> _Exercise data_:
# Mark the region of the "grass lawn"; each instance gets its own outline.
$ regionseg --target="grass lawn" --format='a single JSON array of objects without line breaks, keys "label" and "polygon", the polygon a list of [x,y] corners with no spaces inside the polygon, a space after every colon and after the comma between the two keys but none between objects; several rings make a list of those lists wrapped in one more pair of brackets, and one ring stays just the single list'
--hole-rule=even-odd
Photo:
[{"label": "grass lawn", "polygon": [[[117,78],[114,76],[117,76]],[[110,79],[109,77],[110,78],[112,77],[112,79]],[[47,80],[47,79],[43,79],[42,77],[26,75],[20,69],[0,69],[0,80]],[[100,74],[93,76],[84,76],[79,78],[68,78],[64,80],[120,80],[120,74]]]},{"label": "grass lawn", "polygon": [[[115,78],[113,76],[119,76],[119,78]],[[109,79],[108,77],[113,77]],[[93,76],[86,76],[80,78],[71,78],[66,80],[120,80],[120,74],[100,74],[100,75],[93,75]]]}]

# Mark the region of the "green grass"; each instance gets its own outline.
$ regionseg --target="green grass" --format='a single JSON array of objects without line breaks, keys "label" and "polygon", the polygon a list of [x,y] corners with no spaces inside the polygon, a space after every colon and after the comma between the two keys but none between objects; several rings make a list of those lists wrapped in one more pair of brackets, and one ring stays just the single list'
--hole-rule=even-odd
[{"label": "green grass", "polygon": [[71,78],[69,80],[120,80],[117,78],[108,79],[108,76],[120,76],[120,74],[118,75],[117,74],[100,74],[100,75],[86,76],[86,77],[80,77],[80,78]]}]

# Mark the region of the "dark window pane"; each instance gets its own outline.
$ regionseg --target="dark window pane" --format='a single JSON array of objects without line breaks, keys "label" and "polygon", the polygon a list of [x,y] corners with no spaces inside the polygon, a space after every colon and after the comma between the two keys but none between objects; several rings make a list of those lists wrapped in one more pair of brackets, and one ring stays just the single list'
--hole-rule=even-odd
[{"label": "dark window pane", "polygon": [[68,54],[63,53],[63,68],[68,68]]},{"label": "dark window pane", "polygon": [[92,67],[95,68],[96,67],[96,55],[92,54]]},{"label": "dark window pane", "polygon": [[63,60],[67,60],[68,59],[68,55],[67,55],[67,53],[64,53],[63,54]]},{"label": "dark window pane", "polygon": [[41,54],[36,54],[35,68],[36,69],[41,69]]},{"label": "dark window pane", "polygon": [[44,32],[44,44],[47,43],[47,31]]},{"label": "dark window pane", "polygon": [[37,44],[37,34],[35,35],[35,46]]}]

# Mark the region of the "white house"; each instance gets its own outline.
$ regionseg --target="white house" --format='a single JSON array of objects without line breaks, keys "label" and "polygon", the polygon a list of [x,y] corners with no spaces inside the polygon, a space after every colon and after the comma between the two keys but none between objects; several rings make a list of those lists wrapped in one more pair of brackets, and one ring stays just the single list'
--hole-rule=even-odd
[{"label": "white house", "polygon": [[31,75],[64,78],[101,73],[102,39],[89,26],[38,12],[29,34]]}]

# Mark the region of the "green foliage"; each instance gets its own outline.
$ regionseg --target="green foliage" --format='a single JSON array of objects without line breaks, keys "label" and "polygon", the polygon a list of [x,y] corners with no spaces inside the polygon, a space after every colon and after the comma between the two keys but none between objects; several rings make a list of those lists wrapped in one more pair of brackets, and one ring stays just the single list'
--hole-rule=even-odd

> _Job_:
Copy every line of the records above that contains the word "each", treating uppercase and lowercase letters as distinct.

> _Answer_:
# Mark the region of the "grass lawn"; each instance gets its own outline.
# Mark the region of the "green grass"; each instance gets its own outline.
# Mark the region of the "dark window pane"; each instance gets its own outline.
# Mark the region of the "white house"; each instance gets its own outline.
# Mark the region of the "green foliage"; each instance gets its own outline.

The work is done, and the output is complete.